_Data extract_:

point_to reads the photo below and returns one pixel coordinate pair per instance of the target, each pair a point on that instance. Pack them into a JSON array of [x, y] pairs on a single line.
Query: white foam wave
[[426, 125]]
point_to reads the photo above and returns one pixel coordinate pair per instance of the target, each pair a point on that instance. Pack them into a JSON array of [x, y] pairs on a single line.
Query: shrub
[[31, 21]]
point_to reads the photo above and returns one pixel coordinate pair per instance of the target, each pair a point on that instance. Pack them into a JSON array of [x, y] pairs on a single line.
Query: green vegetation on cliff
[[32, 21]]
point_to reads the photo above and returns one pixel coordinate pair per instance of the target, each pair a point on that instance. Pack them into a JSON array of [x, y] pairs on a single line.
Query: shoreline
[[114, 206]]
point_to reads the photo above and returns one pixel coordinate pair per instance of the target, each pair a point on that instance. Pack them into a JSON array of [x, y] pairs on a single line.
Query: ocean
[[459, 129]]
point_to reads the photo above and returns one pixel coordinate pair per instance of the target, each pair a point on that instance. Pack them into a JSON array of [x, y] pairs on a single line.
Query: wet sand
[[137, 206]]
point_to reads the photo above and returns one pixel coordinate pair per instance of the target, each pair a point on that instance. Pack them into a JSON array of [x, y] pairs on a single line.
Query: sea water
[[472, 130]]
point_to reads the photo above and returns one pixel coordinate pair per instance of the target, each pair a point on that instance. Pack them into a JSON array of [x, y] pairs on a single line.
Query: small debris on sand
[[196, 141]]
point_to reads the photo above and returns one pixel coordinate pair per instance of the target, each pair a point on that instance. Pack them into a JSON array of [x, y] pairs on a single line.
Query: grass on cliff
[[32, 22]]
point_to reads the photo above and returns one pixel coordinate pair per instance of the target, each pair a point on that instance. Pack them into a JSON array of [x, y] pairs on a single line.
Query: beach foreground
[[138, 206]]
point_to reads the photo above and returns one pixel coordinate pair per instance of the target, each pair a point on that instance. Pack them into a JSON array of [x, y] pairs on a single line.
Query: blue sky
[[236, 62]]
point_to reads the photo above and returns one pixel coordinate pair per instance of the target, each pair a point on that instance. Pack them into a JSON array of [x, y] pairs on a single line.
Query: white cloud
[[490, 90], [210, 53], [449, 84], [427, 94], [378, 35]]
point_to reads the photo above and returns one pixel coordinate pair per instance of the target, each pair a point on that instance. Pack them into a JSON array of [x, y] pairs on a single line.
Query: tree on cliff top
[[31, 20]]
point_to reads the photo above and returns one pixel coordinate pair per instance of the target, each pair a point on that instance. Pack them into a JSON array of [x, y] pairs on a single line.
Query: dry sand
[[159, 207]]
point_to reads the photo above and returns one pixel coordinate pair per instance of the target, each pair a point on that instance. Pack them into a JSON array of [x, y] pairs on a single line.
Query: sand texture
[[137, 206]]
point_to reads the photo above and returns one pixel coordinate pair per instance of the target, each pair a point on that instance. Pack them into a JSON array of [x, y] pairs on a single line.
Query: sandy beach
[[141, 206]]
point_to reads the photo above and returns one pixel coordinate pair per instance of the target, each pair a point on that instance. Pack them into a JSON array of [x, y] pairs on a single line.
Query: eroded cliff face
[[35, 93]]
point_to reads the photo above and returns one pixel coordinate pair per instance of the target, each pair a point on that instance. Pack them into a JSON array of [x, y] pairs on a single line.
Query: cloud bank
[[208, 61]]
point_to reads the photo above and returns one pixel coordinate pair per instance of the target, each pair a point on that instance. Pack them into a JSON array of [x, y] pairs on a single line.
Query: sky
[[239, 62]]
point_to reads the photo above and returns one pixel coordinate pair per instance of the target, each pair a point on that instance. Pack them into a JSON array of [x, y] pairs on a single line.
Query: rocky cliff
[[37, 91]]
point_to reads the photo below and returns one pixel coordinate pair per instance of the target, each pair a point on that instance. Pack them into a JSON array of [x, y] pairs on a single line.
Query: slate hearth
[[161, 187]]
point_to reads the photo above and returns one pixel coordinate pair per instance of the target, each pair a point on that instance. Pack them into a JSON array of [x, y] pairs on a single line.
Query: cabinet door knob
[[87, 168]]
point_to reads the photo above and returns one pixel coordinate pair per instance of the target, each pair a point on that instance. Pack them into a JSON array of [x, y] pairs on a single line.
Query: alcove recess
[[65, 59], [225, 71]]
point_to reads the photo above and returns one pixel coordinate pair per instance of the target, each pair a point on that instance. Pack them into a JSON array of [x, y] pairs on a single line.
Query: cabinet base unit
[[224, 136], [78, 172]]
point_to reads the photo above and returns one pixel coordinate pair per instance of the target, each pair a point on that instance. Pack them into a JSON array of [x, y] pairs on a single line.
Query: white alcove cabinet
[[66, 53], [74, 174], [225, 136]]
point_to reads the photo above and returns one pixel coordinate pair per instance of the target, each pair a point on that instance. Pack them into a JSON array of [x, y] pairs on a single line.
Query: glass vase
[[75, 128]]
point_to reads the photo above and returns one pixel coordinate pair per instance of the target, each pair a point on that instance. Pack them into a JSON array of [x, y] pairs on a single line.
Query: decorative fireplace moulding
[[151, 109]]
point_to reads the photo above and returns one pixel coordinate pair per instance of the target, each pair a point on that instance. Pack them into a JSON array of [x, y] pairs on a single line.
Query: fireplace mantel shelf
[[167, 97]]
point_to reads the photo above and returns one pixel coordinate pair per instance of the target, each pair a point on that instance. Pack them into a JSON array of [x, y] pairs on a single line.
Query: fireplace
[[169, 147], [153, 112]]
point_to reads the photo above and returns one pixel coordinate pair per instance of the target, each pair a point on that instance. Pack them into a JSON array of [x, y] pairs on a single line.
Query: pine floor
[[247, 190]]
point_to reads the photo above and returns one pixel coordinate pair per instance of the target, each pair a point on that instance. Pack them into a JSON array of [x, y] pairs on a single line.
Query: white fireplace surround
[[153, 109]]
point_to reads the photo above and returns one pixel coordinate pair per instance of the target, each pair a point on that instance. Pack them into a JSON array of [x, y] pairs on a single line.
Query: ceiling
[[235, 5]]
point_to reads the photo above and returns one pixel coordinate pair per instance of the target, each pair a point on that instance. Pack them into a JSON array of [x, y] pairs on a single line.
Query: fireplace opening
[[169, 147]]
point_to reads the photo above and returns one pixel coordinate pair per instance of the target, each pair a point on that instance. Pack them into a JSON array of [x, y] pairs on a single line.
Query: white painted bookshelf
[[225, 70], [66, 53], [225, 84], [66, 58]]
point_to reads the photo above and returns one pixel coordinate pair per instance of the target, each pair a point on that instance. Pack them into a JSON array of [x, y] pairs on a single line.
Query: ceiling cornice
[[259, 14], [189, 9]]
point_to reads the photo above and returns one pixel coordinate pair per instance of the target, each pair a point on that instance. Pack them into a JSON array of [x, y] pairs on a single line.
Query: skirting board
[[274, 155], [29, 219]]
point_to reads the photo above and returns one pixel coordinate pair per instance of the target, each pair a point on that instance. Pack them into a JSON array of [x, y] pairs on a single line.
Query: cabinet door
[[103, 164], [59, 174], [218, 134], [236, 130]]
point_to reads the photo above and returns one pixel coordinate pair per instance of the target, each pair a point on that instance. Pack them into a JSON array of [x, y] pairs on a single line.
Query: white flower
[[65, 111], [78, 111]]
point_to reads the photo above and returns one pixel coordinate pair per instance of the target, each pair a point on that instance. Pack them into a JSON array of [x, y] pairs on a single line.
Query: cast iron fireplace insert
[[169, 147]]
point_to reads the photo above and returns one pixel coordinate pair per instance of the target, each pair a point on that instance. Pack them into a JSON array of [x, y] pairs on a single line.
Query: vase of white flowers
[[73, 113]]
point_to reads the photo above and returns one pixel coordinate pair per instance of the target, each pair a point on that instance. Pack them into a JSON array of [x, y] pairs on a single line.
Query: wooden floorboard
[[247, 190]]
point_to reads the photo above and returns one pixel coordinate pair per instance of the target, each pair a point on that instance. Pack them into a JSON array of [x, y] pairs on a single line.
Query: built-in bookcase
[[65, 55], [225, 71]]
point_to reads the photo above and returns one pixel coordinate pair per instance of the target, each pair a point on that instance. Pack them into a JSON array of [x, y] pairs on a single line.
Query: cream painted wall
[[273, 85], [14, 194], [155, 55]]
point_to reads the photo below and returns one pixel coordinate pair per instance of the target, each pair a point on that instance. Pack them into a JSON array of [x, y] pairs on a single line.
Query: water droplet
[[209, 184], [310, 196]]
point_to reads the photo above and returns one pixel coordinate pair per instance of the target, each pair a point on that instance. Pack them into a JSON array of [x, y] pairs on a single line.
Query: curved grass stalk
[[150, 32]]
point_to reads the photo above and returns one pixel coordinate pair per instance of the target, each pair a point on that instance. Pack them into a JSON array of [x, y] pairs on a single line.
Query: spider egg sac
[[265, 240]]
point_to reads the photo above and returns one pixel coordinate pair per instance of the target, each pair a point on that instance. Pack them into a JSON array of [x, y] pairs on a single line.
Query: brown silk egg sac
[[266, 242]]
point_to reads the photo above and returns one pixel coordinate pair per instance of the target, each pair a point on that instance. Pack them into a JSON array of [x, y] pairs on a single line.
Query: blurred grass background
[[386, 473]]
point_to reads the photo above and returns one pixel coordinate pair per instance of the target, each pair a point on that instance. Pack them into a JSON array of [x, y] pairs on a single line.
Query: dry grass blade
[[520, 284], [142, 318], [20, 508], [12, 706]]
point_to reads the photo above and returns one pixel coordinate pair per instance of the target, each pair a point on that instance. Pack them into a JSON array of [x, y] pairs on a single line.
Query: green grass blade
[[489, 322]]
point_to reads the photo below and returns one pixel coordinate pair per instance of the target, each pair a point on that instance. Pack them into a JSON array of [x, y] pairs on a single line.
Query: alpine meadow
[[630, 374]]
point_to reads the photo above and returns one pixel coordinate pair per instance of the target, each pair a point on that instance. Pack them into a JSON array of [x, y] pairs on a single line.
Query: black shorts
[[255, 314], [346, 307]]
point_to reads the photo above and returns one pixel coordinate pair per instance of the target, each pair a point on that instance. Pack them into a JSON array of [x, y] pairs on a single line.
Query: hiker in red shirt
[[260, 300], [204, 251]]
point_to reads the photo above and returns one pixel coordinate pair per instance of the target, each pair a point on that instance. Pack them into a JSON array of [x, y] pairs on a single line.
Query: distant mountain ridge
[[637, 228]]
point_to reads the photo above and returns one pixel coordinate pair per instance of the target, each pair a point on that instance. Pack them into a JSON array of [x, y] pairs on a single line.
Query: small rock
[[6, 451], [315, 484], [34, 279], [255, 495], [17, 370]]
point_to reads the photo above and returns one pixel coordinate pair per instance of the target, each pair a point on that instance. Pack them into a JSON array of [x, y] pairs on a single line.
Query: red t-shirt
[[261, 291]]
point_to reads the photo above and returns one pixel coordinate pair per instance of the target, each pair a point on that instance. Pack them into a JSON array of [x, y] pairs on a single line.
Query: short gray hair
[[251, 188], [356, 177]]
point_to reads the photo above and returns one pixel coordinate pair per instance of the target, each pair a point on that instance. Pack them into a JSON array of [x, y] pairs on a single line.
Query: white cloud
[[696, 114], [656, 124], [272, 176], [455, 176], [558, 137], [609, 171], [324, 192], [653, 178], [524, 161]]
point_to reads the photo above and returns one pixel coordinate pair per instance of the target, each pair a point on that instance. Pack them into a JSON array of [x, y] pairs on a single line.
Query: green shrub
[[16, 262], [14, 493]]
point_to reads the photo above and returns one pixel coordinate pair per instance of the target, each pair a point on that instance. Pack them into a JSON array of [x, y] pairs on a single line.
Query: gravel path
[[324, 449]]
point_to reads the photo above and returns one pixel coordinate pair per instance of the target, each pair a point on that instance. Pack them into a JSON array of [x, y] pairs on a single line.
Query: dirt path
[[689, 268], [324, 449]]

_Work required_: Rewrite the records starting at the very beginning and ending with the line that contains "[[426, 125]]", putting "breaking wave" in place of "white foam wave" and keeping everything else unchanged.

_Task result_:
point_to reads the photo below and returns one pixel coordinate pair per instance of the target, each pair a point on that instance. Pack them into a JSON array of [x, y] pairs on a single line.
Query: breaking wave
[[426, 125]]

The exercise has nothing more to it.